---------- Data records
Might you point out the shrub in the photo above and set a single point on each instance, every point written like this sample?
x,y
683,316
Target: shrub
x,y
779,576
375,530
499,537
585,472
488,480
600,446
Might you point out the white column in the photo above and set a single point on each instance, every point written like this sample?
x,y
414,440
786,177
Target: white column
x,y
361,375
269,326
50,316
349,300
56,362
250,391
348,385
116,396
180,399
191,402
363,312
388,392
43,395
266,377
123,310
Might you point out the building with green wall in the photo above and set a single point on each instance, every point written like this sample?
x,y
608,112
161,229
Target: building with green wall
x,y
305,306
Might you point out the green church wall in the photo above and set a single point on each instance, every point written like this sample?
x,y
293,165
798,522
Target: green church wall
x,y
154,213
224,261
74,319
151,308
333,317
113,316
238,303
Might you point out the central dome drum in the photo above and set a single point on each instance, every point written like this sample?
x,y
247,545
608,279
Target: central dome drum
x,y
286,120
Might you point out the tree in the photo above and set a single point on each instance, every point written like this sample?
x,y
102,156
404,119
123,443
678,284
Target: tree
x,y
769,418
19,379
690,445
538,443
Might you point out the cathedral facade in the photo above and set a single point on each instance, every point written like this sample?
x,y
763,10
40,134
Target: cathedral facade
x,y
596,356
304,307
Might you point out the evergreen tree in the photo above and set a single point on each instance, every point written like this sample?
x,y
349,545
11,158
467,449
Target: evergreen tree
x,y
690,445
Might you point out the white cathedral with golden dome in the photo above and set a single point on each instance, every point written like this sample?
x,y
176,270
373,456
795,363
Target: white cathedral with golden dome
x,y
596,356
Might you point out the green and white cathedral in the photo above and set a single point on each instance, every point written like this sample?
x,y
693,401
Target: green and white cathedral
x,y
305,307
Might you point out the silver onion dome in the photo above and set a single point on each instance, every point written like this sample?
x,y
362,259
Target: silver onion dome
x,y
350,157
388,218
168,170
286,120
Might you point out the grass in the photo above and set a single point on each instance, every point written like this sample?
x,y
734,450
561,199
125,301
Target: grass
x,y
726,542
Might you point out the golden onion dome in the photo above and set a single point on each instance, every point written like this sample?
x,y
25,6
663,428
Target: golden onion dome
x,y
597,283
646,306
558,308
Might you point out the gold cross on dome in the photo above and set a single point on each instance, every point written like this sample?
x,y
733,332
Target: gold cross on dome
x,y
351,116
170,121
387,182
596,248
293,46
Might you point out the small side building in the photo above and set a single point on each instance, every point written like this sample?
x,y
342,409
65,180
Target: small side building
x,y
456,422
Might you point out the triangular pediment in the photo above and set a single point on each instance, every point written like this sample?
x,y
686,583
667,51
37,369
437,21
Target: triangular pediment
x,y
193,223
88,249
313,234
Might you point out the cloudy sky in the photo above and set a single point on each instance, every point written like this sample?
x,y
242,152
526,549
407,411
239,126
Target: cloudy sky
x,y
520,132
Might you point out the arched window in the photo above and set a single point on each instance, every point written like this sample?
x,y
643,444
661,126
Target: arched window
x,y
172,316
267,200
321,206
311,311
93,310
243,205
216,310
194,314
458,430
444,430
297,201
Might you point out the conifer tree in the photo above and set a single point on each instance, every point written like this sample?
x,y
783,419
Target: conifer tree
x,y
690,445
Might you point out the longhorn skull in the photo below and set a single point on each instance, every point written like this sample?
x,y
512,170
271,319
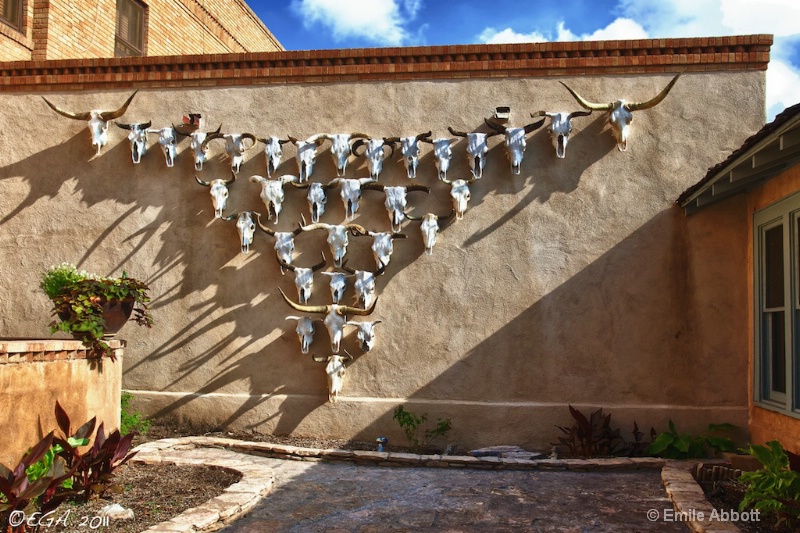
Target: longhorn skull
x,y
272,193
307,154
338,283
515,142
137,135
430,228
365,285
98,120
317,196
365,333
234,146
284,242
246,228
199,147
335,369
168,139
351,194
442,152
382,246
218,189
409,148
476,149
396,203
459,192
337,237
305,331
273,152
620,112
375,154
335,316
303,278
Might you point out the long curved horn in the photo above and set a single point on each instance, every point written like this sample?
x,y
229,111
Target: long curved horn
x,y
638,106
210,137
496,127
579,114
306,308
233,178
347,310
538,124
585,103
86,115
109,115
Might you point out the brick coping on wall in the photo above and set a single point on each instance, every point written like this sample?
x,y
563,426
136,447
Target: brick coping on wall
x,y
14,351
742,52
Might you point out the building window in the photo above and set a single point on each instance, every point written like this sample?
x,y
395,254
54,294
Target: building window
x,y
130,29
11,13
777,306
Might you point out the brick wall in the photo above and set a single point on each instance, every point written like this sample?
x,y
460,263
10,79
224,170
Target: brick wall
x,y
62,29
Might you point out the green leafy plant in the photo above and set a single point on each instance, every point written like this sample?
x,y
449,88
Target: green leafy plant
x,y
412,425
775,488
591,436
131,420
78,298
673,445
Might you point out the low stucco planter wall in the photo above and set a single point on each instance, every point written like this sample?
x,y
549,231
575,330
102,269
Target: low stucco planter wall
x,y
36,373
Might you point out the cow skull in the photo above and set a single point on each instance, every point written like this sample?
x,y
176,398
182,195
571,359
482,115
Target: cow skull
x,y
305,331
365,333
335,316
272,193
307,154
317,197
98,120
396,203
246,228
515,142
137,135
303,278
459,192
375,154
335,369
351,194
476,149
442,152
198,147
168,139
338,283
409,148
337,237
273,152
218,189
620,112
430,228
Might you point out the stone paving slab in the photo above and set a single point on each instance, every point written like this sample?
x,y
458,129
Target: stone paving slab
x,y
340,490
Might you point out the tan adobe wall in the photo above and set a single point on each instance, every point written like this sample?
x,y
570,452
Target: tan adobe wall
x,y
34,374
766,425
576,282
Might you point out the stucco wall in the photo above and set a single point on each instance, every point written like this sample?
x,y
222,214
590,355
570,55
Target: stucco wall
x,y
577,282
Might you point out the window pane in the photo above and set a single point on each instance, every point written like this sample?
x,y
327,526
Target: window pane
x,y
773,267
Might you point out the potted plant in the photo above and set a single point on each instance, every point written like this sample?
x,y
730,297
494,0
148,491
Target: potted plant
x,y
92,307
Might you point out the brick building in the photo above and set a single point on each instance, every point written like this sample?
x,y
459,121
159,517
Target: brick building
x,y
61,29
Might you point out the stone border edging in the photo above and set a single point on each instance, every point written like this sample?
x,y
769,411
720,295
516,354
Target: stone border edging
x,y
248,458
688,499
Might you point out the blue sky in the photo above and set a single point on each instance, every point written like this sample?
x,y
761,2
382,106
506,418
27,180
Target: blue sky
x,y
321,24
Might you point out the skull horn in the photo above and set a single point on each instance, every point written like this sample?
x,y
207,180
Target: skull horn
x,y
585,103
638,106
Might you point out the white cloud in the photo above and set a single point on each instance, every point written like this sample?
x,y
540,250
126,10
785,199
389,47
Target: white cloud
--------------------
Can you rewrite every one of the rows above with "photo" swapped for "picture" throughout and nothing else altered, leaving the pictures out of your reply?

Might you point out the shrub in the picture above and set a single point on each instance, every point written like this sample?
x,y
683,316
Target: shrub
x,y
779,576
375,530
499,537
585,472
488,480
600,446
Might you point out the white column in the picture above and set a single point on each instance, every point written like this sample?
x,y
414,440
786,177
Target: white column
x,y
361,375
269,326
50,316
349,300
56,362
250,391
348,385
116,396
180,399
191,402
363,312
388,392
43,395
266,377
123,310
Might you point out the building with green wall in the picture above and set a single point on each instance, every point written like this sample?
x,y
608,112
161,229
Target: building with green wall
x,y
305,306
Might you point out the green church wall in the picture above and set a single point on each instance, every point written like this sample?
x,y
293,165
798,522
Target: green church wall
x,y
154,213
224,261
74,319
151,308
333,317
113,316
238,303
Might you point out the central dome drum in the picture above and set a single point on each instance, every point written like this sample?
x,y
247,545
608,279
Target: central dome drum
x,y
286,120
Might you point out the tree in the picture above and set a single point on each instance, every point written like this sample?
x,y
102,156
404,119
123,443
678,284
Target: tree
x,y
769,418
19,379
690,445
538,443
Might you point out the cathedral facade in the picture above and set a single point on each instance, every point written like this sample?
x,y
763,10
40,134
Target: cathedral facade
x,y
596,356
304,307
Might you point out the evergreen tree in the picture above and set a single point on each instance, every point written like this sample?
x,y
349,545
11,158
467,449
Target: evergreen tree
x,y
690,445
Might you point out the white cathedral with golden dome in the picture above and set a single point on each instance, every point written like this sample?
x,y
176,270
373,456
795,363
Target: white cathedral with golden dome
x,y
596,356
Might you point out the green and white cathedral in the picture above and set a single point on each instance, every point written like this sample?
x,y
693,401
Target: green and white cathedral
x,y
305,307
Might you point out the silver onion dome in the picture above and set a single point on each instance, every point written like this sample?
x,y
362,259
Target: silver onion dome
x,y
350,157
388,218
168,170
286,120
Might you point out the grass in the picture above and set a single point on each instance, every point written like this sample?
x,y
734,450
561,199
125,301
Target: grass
x,y
726,542
Might you point out the golden onion dome in the picture above and set a single point on each instance, every point written like this sample?
x,y
25,6
663,428
Target: golden onion dome
x,y
597,283
646,306
558,308
Might you point out the gold cross on dome in the picture above and set a single point on each instance, every point written like this sample?
x,y
733,332
Target: gold cross on dome
x,y
351,116
170,121
387,182
596,248
293,46
Might you point out the small side building in the picture above and set a single point on each instance, every point written like this sample?
x,y
342,409
65,180
Target: small side building
x,y
456,422
Might you point out the triangular pediment in the picture above and set a single point on each instance, every point written like this sample?
x,y
686,583
667,51
37,369
437,21
Target: triangular pediment
x,y
193,223
88,249
313,234
Might you point out the cloudy sky in the picture above and set a single point on each instance, every point written like this sample?
x,y
242,152
526,549
407,411
239,126
Target: cloudy sky
x,y
520,132
Might you point out the arched window in the picture above and set a single point on each instance, every point written like this sample?
x,y
643,444
661,126
Target: arched window
x,y
172,316
267,200
321,206
311,311
93,310
243,205
216,310
194,314
458,430
444,430
297,201
Might you point out the conifer tree in the picture above and set a single point on each instance, every point written like this sample?
x,y
783,419
Target: conifer tree
x,y
690,445
Might you point out the longhorn skull in the picture below and set a single point on each instance, every point written like this sample?
x,y
512,170
271,319
Target: longhorn skull
x,y
272,193
307,154
338,283
515,142
137,135
430,228
365,285
98,120
317,196
365,333
234,146
284,242
246,228
199,147
335,369
168,139
351,194
442,152
382,246
218,189
409,148
476,149
396,203
459,192
337,237
305,331
273,152
620,112
375,154
335,316
303,278
Might you point out the long curved horn in the picture above and set a single point on each instance, every point written like this sample?
x,y
229,111
Target: long curved horn
x,y
638,106
210,137
496,127
579,114
306,308
233,178
347,310
538,124
585,103
86,115
109,115
Might you point out the brick coping on wall in the picture above and set a single point on each instance, every point written like this sample?
x,y
563,426
136,447
Target: brick coping on wall
x,y
14,351
742,52
Might you point out the building window in the picture above and set a single point on each instance, every point written like this sample?
x,y
395,254
54,294
Target: building window
x,y
130,29
11,13
777,306
Might you point out the brick wall in the picture above and set a single point on each instance, every point written like this sample?
x,y
460,263
10,79
224,170
Target: brick wall
x,y
62,29
Might you point out the green leafy plant in the picture above and set a single point on each instance, every point written like this sample?
x,y
449,88
Target: green leafy plant
x,y
412,425
775,488
591,436
131,420
78,298
673,445
Might you point out the low stucco planter wall in the picture above and set a single point on each instance, every point written like this sample?
x,y
549,231
575,330
102,269
Target: low stucco planter wall
x,y
36,373
Might you point out the cow skull in the picture above and set a single point on each instance, every point written like this sample?
x,y
176,398
182,195
571,359
482,115
Target: cow skull
x,y
305,331
365,333
335,316
272,193
307,154
317,197
98,120
396,203
246,228
515,142
137,135
303,278
459,192
375,154
335,369
351,194
476,149
442,152
198,147
168,139
338,283
409,148
337,237
273,152
218,189
620,112
430,228
Might you point out the stone paving slab in the picture above and set a single point on each instance, every point written like this sample?
x,y
458,129
Target: stone paving slab
x,y
340,490
Might you point out the tan adobe wall in the picture above and set a single point on each instance, every point written like this sample?
x,y
570,452
Target: tan adobe wall
x,y
34,374
766,425
576,282
Might you point out the stucco wall in the picture above and set a single point on each instance, every point written like this sample?
x,y
222,214
590,355
570,55
Target: stucco wall
x,y
577,282
Might you point out the window pane in the picture above and set a single point on each instance, every point written like this sample?
x,y
327,526
Target: window pane
x,y
773,267
Might you point out the potted plant in the picture above and set a single point on each instance, every point written like this sample?
x,y
730,297
494,0
148,491
Target: potted plant
x,y
92,307
Might you point out the brick building in the picture above and set a single point on each instance, every point written like this sample?
x,y
459,121
159,517
Target: brick building
x,y
61,29
Might you point out the stone border edging in the picture above and set a single point on each instance, every point written like this sample?
x,y
769,411
720,295
516,354
Target: stone border edging
x,y
248,458
688,499
Might you point out the blue sky in the picture above and set a single point on each instance, every point written like this sample?
x,y
761,2
382,106
506,418
27,180
Target: blue sky
x,y
321,24
Might you point out the skull horn in the picture above and set a single point on each instance, every point written like this sample?
x,y
207,180
Target: skull horn
x,y
585,103
638,106
Might you point out the white cloud in the picture above and set a single point on each instance, every point written like this sample?
x,y
540,250
126,10
785,199
389,47
Target: white cloud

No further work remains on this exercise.